══ Text section
Copyright:
Work Made for Hire

What is a work made for hire?


By Andrew Hudson Published: May 25, 2012 Updated: July 14, 2015

Work made for hire is when an employer or commissioner automatically owns the copyright rather than the artist.

Copyright law gives copyright to the artist (the “author”), except for when the artist is an employee or has been specifically paid for the work. Under this exception, the employer/payer is automatically the “author” as the work is considered “work made for hire” and the actual artist gets no copyright, just the salary or commission payment.

“Although the general rule is that the person who creates the work is its author, there is an exception to that principle. The exception is a work made for hire, which is a work prepared by an employee within the scope of his or her employment or a work specially ordered or commissioned in certain specified circumstances. When a work qualifies as a work made for hire, the employer, or commissioning party, is considered to be the author.”
U.S. Copyright Office, FAQ

“In the case of a work made for hire, the employer or other person for whom the work was prepared is considered the author for purposes of this title, and, unless the parties have expressly agreed otherwise in a written instrument signed by them, owns all of the rights comprised in the copyright.”
17 USC §201(b)

“In the case of .. a work made for hire, the copyright endures for a term of 95 years from the year of its first publication, or a term of 120 years from the year of its creation, whichever expires first.
════
→ Work to complete
- a) Reproduce the work-made-for-hire page word for word from "By Andrew Hudson Published: May" to "than the artist.".
- b) Write the next part of the work-made-for-hire page, picking up right after its last sentence.
The entries that follow have no connection to the work-made-for-hire page.
══ Records shown
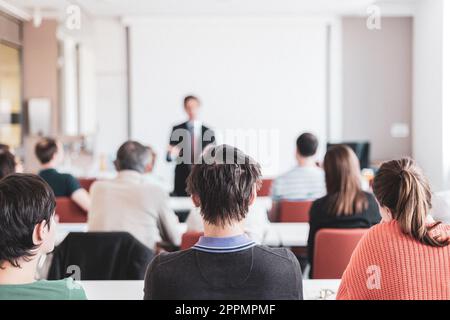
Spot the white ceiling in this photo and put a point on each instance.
(122, 8)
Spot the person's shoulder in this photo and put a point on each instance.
(166, 260)
(67, 177)
(282, 254)
(382, 230)
(320, 201)
(180, 126)
(369, 196)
════
→ Responses in order
- a)
By Andrew Hudson Published: May 25, 2012 Updated: July 14, 2015

Work made for hire is when an employer or commissioner automatically owns the copyright rather than the artist.

- b)
17 USC §302

Who owns the copyright?

“Even if a person hires a photographer to take pictures of a wedding, for example, the photographer will own the copyright in the photographs unless the copyright in the photographs is transferred, in writing and signed by the copyright owner, to another person. The subject of the photograph generally has nothing to do with the ownership of the copyright in the photograph.”
U.S. Copyright Office, FAQ

“The rule has long been established, both under the common law and under the statute, that the rights in a work produced by an employee in the course of his employment are vested in the employer.”
1961 Report of the Register of Copyrights on the General Revision of the U.S. Copyright Law.

Commissioned Work

“The courts .. have not generally regarded commissioned works as made for hire.”
1961 Report of the Register of Copyrights on the General Revision of the U.S. Copyright Law.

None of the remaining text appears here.